··· Records to process ···

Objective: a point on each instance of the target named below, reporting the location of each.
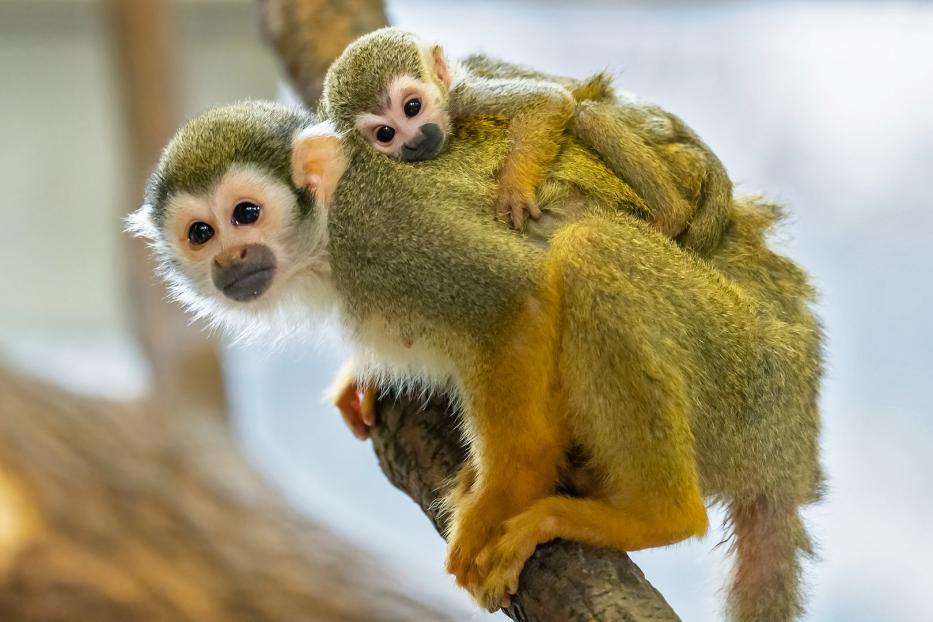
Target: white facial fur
(302, 277)
(407, 129)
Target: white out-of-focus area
(827, 106)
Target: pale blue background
(827, 106)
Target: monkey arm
(538, 112)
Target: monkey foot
(514, 203)
(357, 405)
(500, 564)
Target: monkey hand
(513, 201)
(501, 562)
(357, 404)
(472, 527)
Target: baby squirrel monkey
(675, 380)
(403, 96)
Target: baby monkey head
(393, 88)
(237, 223)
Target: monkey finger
(518, 216)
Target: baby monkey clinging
(402, 96)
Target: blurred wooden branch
(418, 447)
(309, 34)
(104, 519)
(186, 372)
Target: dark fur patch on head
(250, 132)
(357, 80)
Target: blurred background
(827, 106)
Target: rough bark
(185, 364)
(418, 445)
(105, 517)
(419, 449)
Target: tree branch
(419, 449)
(418, 445)
(103, 517)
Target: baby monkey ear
(140, 223)
(318, 161)
(437, 63)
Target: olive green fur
(250, 132)
(356, 80)
(644, 144)
(729, 342)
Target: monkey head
(393, 89)
(236, 228)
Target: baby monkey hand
(513, 201)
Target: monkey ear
(437, 62)
(140, 224)
(318, 161)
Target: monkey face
(241, 248)
(412, 123)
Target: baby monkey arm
(538, 113)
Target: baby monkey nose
(426, 146)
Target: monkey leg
(607, 523)
(517, 441)
(604, 127)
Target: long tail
(770, 541)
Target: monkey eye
(199, 233)
(246, 213)
(412, 107)
(385, 134)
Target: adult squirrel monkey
(403, 96)
(680, 381)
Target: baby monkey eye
(199, 233)
(385, 134)
(245, 213)
(412, 107)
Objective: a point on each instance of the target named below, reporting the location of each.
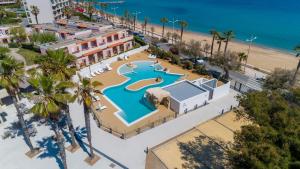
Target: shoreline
(262, 57)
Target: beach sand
(264, 58)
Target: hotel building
(88, 42)
(6, 2)
(50, 10)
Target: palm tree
(126, 17)
(50, 95)
(103, 7)
(2, 14)
(90, 9)
(11, 75)
(215, 35)
(84, 97)
(228, 36)
(169, 34)
(297, 50)
(68, 12)
(35, 11)
(182, 24)
(152, 31)
(164, 20)
(145, 24)
(220, 39)
(58, 64)
(243, 57)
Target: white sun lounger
(108, 67)
(99, 107)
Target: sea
(275, 23)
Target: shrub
(201, 69)
(13, 45)
(174, 50)
(175, 59)
(139, 41)
(164, 40)
(188, 65)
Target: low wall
(95, 67)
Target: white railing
(101, 65)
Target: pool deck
(107, 116)
(142, 84)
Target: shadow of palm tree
(203, 153)
(50, 150)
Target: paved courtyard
(112, 150)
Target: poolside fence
(151, 124)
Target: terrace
(107, 117)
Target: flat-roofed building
(6, 2)
(50, 10)
(185, 96)
(88, 42)
(199, 147)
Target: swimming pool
(133, 107)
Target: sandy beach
(264, 58)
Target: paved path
(123, 153)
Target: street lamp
(114, 9)
(173, 22)
(135, 18)
(250, 40)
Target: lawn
(28, 55)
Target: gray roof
(184, 90)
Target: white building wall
(46, 10)
(221, 91)
(190, 103)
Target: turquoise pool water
(132, 103)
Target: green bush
(188, 65)
(13, 45)
(175, 59)
(139, 41)
(29, 55)
(201, 69)
(43, 37)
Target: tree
(3, 52)
(35, 11)
(215, 35)
(2, 14)
(84, 97)
(145, 24)
(297, 50)
(243, 57)
(229, 61)
(104, 7)
(68, 12)
(278, 79)
(11, 74)
(183, 25)
(18, 34)
(164, 20)
(227, 36)
(194, 49)
(152, 31)
(220, 39)
(50, 95)
(272, 141)
(58, 64)
(169, 35)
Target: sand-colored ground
(264, 58)
(142, 84)
(111, 78)
(220, 129)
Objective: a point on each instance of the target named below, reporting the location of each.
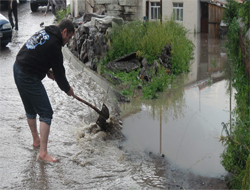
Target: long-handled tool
(103, 114)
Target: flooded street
(183, 124)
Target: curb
(102, 82)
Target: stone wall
(126, 9)
(245, 51)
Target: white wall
(191, 13)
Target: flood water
(184, 123)
(180, 125)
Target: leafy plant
(61, 14)
(147, 40)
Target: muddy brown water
(184, 123)
(92, 162)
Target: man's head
(67, 30)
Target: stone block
(102, 2)
(113, 13)
(129, 10)
(128, 2)
(114, 7)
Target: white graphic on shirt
(38, 38)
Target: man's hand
(70, 92)
(50, 74)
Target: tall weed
(148, 40)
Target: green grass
(148, 40)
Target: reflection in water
(185, 123)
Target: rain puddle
(184, 124)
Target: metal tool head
(103, 116)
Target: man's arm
(47, 8)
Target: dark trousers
(14, 11)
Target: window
(155, 10)
(178, 11)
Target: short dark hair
(66, 23)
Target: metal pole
(161, 10)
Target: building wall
(191, 13)
(127, 9)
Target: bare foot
(47, 158)
(37, 145)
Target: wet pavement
(184, 124)
(89, 160)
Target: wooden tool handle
(90, 105)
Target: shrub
(148, 40)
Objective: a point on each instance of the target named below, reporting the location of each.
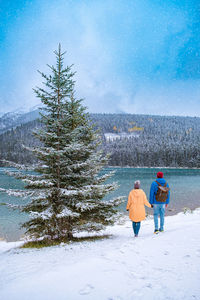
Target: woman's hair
(137, 184)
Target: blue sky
(138, 56)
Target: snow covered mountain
(17, 117)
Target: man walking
(159, 198)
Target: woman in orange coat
(136, 205)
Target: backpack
(162, 193)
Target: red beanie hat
(160, 175)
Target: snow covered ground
(163, 266)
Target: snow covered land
(163, 266)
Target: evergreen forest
(131, 140)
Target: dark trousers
(136, 227)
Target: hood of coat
(161, 180)
(137, 193)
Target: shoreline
(171, 168)
(124, 219)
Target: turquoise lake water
(184, 185)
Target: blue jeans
(136, 227)
(159, 209)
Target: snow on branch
(67, 213)
(17, 193)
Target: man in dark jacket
(158, 207)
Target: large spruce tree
(66, 189)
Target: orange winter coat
(136, 201)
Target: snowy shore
(163, 266)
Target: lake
(184, 185)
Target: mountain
(15, 118)
(131, 140)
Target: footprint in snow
(86, 290)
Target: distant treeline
(135, 140)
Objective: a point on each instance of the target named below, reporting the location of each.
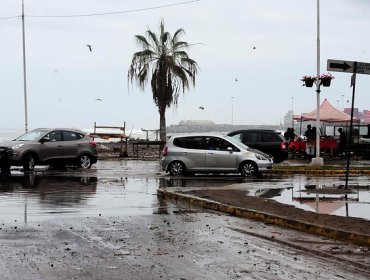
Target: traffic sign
(340, 66)
(348, 66)
(363, 68)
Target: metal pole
(349, 145)
(24, 71)
(232, 110)
(292, 114)
(318, 160)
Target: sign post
(349, 67)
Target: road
(107, 223)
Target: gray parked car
(59, 147)
(212, 153)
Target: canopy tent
(328, 113)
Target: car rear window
(270, 137)
(189, 142)
(72, 136)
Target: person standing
(309, 141)
(342, 142)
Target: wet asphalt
(108, 223)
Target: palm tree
(164, 59)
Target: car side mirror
(45, 139)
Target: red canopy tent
(328, 113)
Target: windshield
(33, 135)
(237, 143)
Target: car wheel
(85, 162)
(29, 162)
(5, 168)
(176, 168)
(248, 169)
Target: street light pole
(232, 110)
(318, 160)
(24, 71)
(292, 114)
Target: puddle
(325, 195)
(31, 198)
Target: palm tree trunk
(162, 124)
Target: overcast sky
(267, 45)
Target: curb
(359, 239)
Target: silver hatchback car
(59, 147)
(212, 153)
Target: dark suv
(271, 142)
(58, 147)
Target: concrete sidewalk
(236, 203)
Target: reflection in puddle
(324, 195)
(34, 197)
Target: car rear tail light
(92, 143)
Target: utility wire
(106, 14)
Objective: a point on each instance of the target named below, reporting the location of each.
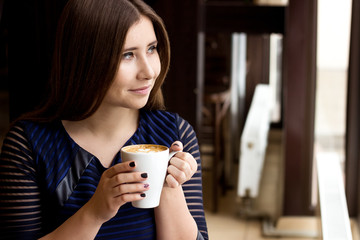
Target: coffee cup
(151, 159)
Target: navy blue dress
(45, 177)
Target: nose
(146, 69)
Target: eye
(152, 49)
(128, 55)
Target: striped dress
(45, 177)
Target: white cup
(153, 160)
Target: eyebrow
(134, 48)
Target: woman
(61, 175)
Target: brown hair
(88, 48)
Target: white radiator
(335, 222)
(254, 142)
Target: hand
(182, 166)
(117, 186)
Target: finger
(182, 165)
(176, 146)
(183, 160)
(130, 197)
(130, 188)
(131, 177)
(178, 175)
(171, 181)
(120, 168)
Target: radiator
(253, 142)
(335, 222)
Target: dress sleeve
(193, 187)
(20, 212)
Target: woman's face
(138, 68)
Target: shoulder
(32, 128)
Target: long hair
(88, 48)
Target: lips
(142, 90)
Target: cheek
(156, 65)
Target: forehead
(141, 32)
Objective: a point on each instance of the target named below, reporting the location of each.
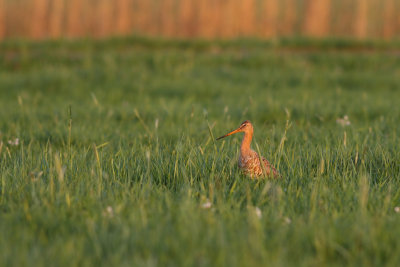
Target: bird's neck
(245, 147)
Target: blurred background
(43, 19)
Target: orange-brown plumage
(249, 160)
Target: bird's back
(250, 165)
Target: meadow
(108, 154)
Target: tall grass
(202, 19)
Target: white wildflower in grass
(14, 142)
(343, 121)
(109, 212)
(226, 109)
(207, 204)
(156, 124)
(258, 212)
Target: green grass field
(116, 163)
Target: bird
(249, 160)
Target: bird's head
(245, 127)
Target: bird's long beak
(228, 134)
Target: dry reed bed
(194, 18)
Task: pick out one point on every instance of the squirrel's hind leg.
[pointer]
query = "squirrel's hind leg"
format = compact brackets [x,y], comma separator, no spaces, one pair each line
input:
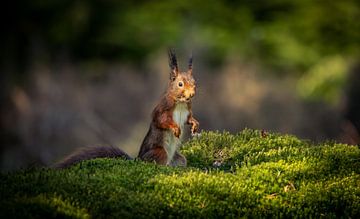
[157,154]
[178,160]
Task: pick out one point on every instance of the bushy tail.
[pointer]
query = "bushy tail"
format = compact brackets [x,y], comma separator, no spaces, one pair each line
[91,153]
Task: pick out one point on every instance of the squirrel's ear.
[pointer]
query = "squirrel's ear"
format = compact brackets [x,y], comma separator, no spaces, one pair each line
[190,64]
[173,65]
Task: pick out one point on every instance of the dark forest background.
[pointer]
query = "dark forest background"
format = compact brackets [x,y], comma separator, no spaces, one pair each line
[79,73]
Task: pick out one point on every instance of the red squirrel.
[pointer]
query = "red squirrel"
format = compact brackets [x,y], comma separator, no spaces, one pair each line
[162,141]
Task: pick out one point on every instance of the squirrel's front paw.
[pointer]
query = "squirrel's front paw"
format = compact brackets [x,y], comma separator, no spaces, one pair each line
[176,131]
[194,126]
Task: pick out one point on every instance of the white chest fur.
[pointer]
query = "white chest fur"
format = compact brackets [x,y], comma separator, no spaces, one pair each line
[171,143]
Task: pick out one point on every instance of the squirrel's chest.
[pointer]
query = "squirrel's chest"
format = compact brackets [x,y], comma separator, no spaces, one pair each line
[180,114]
[171,143]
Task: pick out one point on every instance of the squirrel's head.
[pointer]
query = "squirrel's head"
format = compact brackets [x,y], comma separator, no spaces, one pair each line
[182,84]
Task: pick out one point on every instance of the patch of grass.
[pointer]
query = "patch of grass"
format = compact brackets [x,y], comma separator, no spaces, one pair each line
[249,174]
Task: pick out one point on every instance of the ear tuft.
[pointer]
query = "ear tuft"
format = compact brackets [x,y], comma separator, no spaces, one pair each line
[190,63]
[173,64]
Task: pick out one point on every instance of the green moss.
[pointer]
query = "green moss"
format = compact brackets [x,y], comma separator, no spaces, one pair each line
[249,174]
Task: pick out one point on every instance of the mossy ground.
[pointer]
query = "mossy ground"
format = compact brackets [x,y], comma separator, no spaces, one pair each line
[250,174]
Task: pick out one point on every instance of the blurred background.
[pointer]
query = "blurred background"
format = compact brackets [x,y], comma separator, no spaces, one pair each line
[77,73]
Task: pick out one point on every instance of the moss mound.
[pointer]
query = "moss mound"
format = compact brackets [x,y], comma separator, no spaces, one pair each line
[250,174]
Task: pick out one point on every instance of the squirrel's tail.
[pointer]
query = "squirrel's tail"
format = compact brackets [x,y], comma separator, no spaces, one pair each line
[91,153]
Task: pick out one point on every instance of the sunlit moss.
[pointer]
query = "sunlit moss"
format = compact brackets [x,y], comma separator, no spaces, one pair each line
[249,174]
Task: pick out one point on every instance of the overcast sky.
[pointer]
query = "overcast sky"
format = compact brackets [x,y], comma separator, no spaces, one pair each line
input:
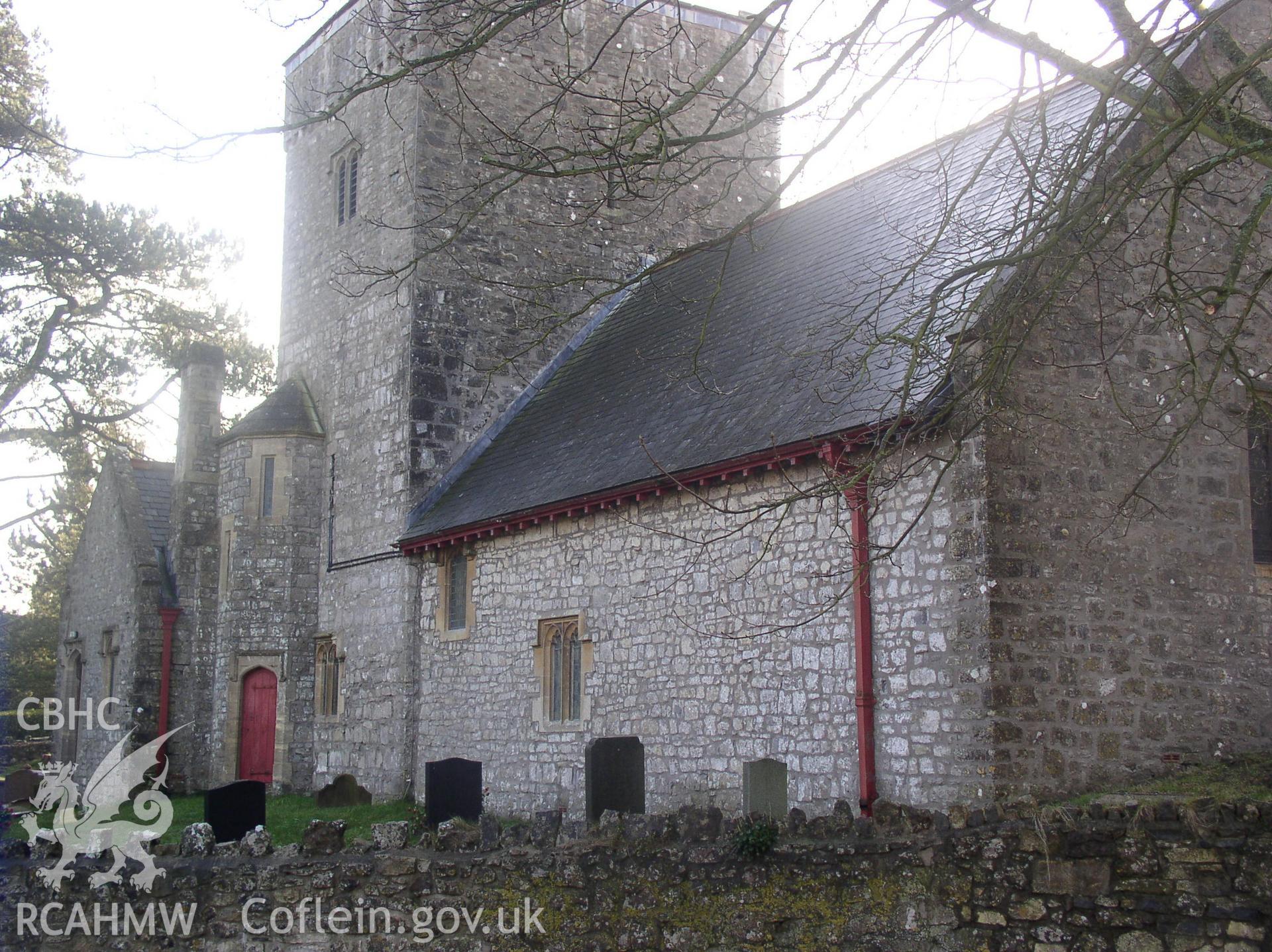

···

=== Task brief ===
Among the lines above, find those with the string "tuft" and copy them.

=== Reply to the exercise ===
Task: pick out one point on every instance of the ear tuft.
query = "ear tuft"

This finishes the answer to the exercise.